= TO-DO LIST =
[A] From the Auburn football article, list every person named with both a first and a last name.
[B] Answer these questions using the Auburn football article, and mark each answer with the same numeral as its question.
(i) Who dropped Marcel Reed's reverse pass on Texas A&M's two-point attempt?
(ii) By what score did Oklahoma win, as shown on the videoboard?
(iii) What record could the Tigers reach with a win over Alabama?
[C] Write out the part of the Auburn football article that opens with the words containing "The pass from" and closes with "away under pressure.".

= SOURCE TEXT =
START
The pass from the Michigan State transfer to the Penn State transfer might have been the cure for an ailing program, for Smith also saw the victory as a turning point.

“I feel like it is against a big, quality team,” he said. “It was one of the wins that we knew we were capable of. We took a lot of the SEC teams to the fourth quarter this year. It definitely gives us a sense of confidence and kind of a boost.”

Smith said the Tigers ran the winning play earlier in overtime but Thorne had to throw it away under pressure.

“I was low-key pitching for them to call it,” Smith said. “We came back to it and I’m like, ‘P, just throw it, it’s just like practice, just throw it and I’m ready to catch it.’”

Moments later, Jordan-Hare Stadium’s bleachers emptied when Amari Daniels dropped Marcel Reed’s reverse pass on Texas A&M’s two-point attempt.

“I did not know if they were going to storm the field or not and I turned around and some fan was smacking me in the head,” Thorne said. “It was awesome.”

It shouldn’t have been the first time for Thorne but the Gravedigger play in last year’s Iron Bowl denied him the pleasure.

“Last year, we were one play away from probably a field storm,” he said. “It’s something that you deal with the whole offseason and guys talk about. So, to finish that one the right way and then to have that experience is something that you can look back on when you’re 90 years old — if you’re fortunate enough to make it to 90.”

 

Iron Bowl shapes the future

 

Ah, Alabama, which is what Auburn fans think about as much as their own team. For much of Saturday night’s game, there had been no public announcements of the plight of the Tide, which was getting run over by a bunch of prairie dogs in a covered wagon out in Oklahoma. But with 1:54 to go in regulation, in the middle of the Tigers’ tying drive, the largest videoboard in college football — Auburn’s only true distinction in recent years — showed the Sooners celebrating their 24-3 win and the fans erupted in glee.

And now the Tigers could go to 6-6 and become bowl eligible with a win over Alabama this week, which wouldn’t erase but would avenge the Gravedigger loss on this field last year.

Saturday night’s stunning and simultaneous turn of events also shifted the bizarre yet entertaining arguments of which team has the worst coach and worst quarterback from Freeze and Thorne back to Kalen DeBoer and Jalen Milroe. It’s getting hard to keep track of but Milroe has gone from Heisman frontrunner to chief blunderer to the One Who Will Win the National Championship and now presumably, as Thorne was thought to be, the quarterback his coach is stuck with until he no longer is.
END
= ENTRIES PROVIDED =
START
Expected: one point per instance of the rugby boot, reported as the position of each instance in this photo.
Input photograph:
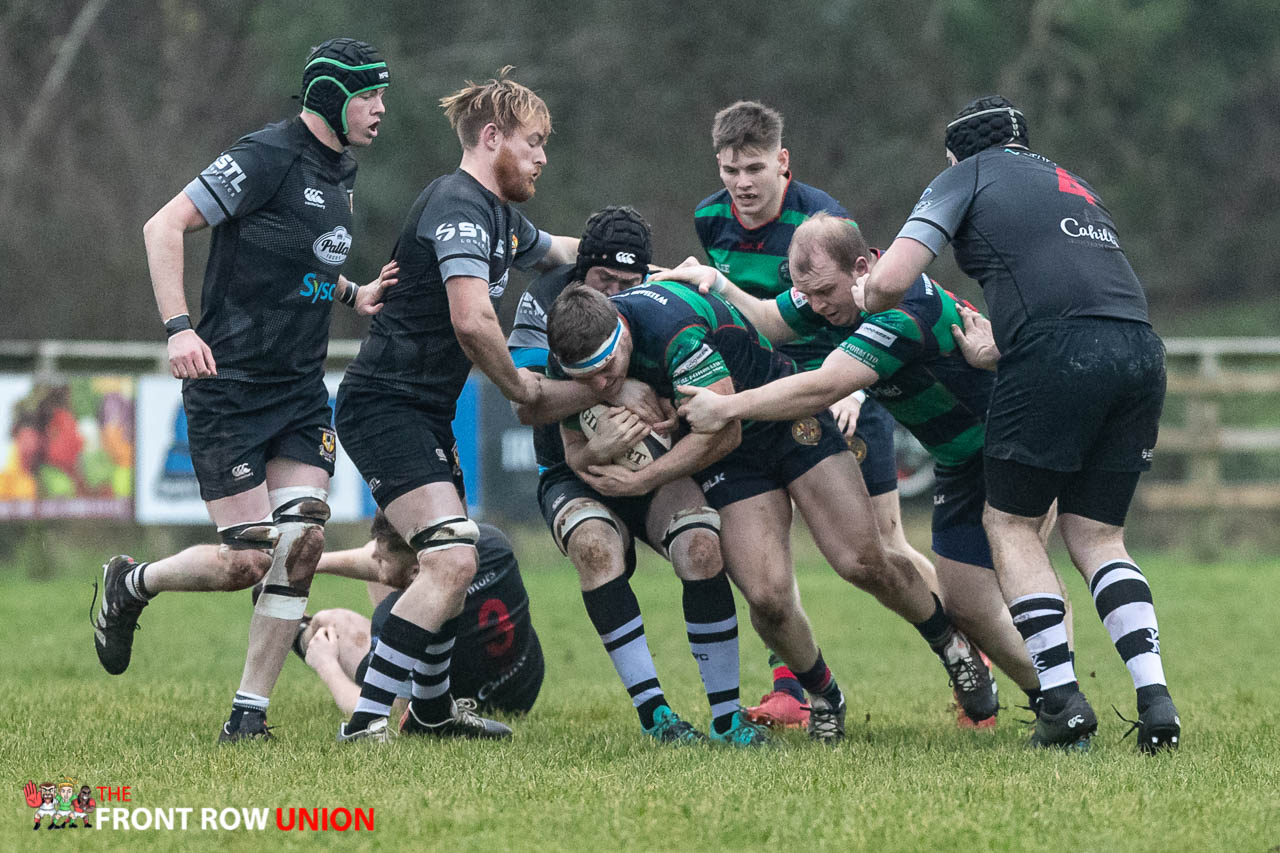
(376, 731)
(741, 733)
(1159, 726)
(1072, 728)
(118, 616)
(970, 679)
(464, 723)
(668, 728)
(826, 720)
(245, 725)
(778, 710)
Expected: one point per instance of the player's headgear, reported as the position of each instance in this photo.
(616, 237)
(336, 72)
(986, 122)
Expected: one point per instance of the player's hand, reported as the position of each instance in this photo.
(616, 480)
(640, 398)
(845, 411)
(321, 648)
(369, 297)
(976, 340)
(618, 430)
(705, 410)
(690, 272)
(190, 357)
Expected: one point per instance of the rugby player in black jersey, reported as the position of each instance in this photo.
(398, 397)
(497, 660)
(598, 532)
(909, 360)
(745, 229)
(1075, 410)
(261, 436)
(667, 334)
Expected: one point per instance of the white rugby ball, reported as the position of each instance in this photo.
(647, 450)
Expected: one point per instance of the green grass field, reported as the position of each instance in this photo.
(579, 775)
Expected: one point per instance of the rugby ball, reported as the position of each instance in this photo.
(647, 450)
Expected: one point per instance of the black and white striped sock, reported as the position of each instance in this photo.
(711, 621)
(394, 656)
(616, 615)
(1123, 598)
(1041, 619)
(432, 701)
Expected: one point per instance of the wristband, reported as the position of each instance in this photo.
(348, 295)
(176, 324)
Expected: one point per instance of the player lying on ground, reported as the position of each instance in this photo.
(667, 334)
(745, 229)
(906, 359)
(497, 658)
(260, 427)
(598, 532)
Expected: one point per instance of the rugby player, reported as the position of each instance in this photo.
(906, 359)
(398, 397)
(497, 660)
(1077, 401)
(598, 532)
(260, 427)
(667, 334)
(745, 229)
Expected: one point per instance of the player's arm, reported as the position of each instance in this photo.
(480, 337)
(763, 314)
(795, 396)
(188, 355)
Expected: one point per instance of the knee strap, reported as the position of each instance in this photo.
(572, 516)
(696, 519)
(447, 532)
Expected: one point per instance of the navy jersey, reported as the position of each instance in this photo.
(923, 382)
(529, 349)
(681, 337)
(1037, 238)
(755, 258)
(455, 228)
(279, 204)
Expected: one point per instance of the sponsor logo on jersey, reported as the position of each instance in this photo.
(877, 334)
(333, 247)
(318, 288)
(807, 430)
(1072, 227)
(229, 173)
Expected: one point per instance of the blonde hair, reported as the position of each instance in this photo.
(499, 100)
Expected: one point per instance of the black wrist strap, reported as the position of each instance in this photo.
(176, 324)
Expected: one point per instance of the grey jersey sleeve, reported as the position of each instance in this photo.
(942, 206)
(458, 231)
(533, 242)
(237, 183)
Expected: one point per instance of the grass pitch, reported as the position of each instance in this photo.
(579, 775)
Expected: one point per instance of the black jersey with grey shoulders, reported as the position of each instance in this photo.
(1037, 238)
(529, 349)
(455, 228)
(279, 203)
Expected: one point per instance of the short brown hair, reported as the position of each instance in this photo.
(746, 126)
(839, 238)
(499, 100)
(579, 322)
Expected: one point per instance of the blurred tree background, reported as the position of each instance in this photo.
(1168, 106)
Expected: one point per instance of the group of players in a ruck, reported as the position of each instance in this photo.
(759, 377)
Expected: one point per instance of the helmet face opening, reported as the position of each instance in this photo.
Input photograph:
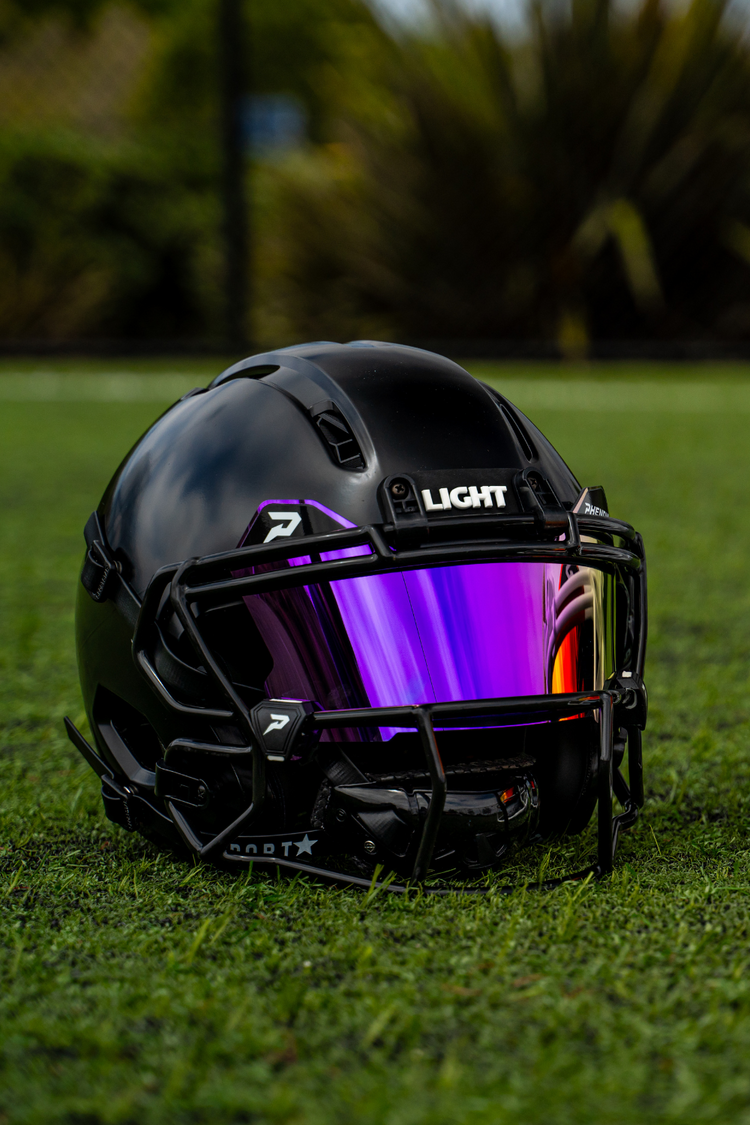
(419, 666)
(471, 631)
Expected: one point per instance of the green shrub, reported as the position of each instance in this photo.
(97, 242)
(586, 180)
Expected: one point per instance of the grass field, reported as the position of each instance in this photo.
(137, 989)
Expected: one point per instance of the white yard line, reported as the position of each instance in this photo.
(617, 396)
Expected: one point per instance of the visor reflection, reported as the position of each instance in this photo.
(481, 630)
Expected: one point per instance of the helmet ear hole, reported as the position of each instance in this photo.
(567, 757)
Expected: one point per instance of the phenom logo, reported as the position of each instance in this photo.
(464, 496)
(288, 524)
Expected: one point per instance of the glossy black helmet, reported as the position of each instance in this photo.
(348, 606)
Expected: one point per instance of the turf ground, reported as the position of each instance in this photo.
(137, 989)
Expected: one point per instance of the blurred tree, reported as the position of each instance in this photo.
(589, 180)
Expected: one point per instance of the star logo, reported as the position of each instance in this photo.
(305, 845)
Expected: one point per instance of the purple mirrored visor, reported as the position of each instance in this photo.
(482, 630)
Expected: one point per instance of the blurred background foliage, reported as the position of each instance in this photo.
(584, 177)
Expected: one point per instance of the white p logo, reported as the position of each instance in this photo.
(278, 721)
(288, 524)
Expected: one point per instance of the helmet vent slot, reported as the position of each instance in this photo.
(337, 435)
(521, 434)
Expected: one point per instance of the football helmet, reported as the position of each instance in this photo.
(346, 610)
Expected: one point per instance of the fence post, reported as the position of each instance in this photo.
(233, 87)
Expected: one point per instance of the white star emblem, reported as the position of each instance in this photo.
END
= COMPLETED EXERCISE =
[A] Amari Daniels, Marcel Reed, Kalen DeBoer, Jalen Milroe

[B]
(i) Amari Daniels
(ii) 24-3
(iii) 6-6

[C]
The pass from the Michigan State transfer to the Penn State transfer might have been the cure for an ailing program, for Smith also saw the victory as a turning point.

“I feel like it is against a big, quality team,” he said. “It was one of the wins that we knew we were capable of. We took a lot of the SEC teams to the fourth quarter this year. It definitely gives us a sense of confidence and kind of a boost.”

Smith said the Tigers ran the winning play earlier in overtime but Thorne had to throw it away under pressure.